<<<<

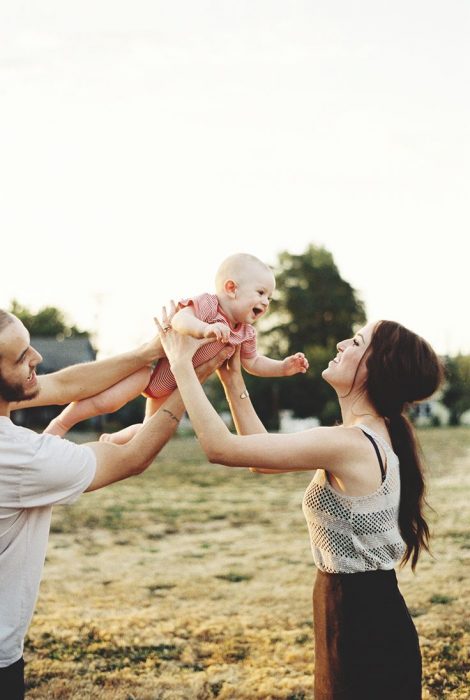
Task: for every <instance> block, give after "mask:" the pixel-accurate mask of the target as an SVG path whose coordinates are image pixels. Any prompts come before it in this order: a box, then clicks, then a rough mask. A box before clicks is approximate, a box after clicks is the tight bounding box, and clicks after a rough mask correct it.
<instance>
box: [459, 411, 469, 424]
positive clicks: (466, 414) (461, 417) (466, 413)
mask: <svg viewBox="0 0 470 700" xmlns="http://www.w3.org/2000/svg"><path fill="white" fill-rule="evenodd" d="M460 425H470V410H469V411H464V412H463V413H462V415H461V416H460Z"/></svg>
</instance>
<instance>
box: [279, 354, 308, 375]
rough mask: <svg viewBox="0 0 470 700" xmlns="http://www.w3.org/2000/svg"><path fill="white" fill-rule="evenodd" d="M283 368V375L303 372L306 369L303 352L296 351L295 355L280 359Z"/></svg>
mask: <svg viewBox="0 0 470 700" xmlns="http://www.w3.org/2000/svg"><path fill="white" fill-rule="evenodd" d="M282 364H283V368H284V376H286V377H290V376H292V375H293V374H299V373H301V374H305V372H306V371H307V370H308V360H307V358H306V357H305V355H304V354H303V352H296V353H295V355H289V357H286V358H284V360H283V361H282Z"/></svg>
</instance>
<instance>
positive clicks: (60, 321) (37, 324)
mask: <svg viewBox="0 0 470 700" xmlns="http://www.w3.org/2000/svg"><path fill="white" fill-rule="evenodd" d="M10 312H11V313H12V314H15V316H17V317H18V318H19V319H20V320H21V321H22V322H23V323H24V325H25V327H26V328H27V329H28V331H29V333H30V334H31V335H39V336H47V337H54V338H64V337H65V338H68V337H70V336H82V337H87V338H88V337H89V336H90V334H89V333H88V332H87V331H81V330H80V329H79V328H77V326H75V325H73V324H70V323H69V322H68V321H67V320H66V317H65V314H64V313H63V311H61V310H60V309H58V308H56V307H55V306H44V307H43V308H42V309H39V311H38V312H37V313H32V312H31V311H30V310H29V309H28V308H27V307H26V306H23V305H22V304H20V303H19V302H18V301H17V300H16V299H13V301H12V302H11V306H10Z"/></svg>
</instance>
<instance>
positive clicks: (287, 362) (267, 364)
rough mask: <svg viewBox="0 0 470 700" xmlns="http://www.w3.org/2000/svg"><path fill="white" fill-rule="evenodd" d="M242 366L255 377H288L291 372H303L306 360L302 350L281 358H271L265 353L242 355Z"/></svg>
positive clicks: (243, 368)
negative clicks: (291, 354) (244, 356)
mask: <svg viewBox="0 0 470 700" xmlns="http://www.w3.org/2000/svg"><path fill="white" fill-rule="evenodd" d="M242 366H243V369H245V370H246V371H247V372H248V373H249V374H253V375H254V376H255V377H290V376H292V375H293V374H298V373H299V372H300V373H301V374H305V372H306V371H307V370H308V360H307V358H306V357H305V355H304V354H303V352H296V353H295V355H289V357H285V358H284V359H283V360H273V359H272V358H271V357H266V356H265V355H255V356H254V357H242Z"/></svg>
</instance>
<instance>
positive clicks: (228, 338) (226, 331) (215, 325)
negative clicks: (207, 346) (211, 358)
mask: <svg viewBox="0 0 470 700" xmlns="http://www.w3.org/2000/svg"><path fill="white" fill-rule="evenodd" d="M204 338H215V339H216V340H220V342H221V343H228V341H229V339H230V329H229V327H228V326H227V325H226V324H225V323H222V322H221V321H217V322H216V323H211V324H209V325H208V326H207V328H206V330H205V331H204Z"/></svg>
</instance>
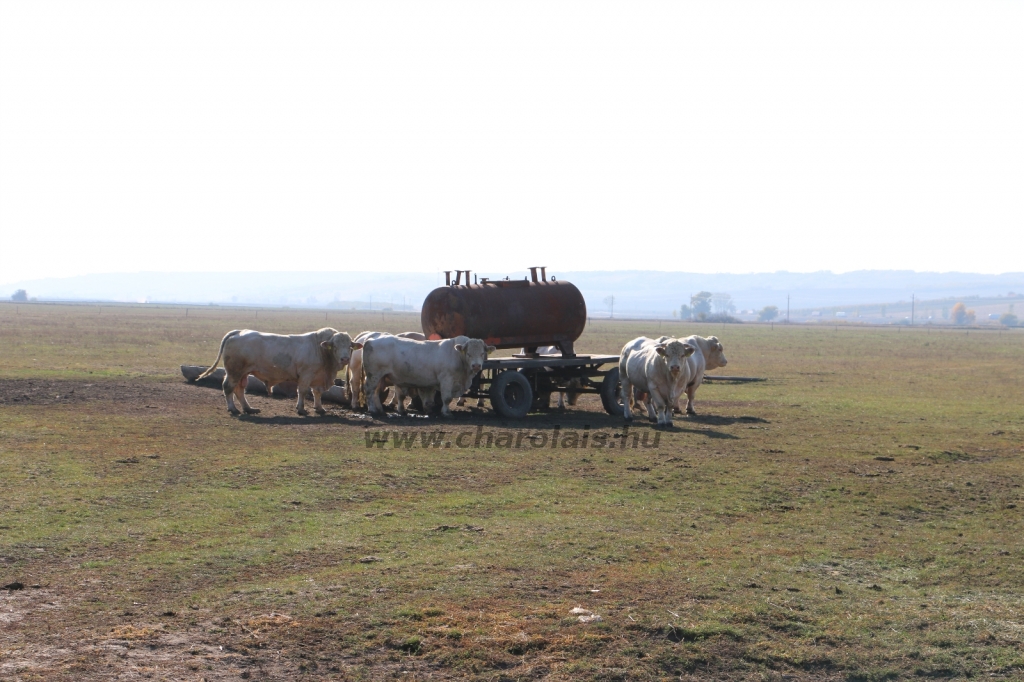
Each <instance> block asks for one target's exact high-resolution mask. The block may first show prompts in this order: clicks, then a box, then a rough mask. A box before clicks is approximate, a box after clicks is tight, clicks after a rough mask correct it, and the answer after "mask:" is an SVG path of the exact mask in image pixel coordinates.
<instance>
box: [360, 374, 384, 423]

>>>>

▶ ACTION ITEM
Take from the material above the lines running from the one with "box: [459, 411, 469, 424]" through the one with "366L255 377H288L291 372H303L306", and repeat them exactly, with nothing else.

▶ PROBLEM SOLUTION
box: [459, 411, 469, 424]
positive clicks: (466, 414) (461, 417) (466, 413)
mask: <svg viewBox="0 0 470 700" xmlns="http://www.w3.org/2000/svg"><path fill="white" fill-rule="evenodd" d="M460 425H470V410H469V411H464V412H463V413H462V415H461V416H460Z"/></svg>
</instance>
<instance>
box: [279, 354, 308, 375]
rough mask: <svg viewBox="0 0 470 700" xmlns="http://www.w3.org/2000/svg"><path fill="white" fill-rule="evenodd" d="M283 368V375L303 372L306 369L303 352L296 351L295 355L280 359Z"/></svg>
mask: <svg viewBox="0 0 470 700" xmlns="http://www.w3.org/2000/svg"><path fill="white" fill-rule="evenodd" d="M282 364H283V368H284V376H286V377H290V376H292V375H293V374H299V373H301V374H305V372H306V371H307V370H308V360H307V358H306V357H305V355H304V354H303V352H296V353H295V355H289V357H286V358H284V360H283V361H282Z"/></svg>
</instance>
<instance>
positive clicks: (60, 321) (37, 324)
mask: <svg viewBox="0 0 470 700" xmlns="http://www.w3.org/2000/svg"><path fill="white" fill-rule="evenodd" d="M10 312H11V313H12V314H15V316H17V317H18V318H19V319H20V320H21V321H22V322H23V323H24V325H25V327H26V328H27V329H28V331H29V333H30V334H31V335H39V336H47V337H54V338H64V337H65V338H68V337H70V336H82V337H87V338H88V337H89V336H90V334H89V333H88V332H87V331H81V330H80V329H79V328H77V326H75V325H73V324H70V323H69V322H68V321H67V320H66V317H65V314H64V313H63V311H61V310H60V309H58V308H56V307H55V306H44V307H43V308H42V309H39V311H38V312H37V313H32V312H31V311H30V310H29V309H28V308H27V307H26V306H23V305H22V304H20V303H19V302H18V301H17V300H16V299H13V301H12V302H11V306H10Z"/></svg>
</instance>
<instance>
positive clicks: (287, 362) (267, 364)
rough mask: <svg viewBox="0 0 470 700" xmlns="http://www.w3.org/2000/svg"><path fill="white" fill-rule="evenodd" d="M242 366L255 377H288L291 372H303L306 360L302 350L281 358H271L265 353L242 355Z"/></svg>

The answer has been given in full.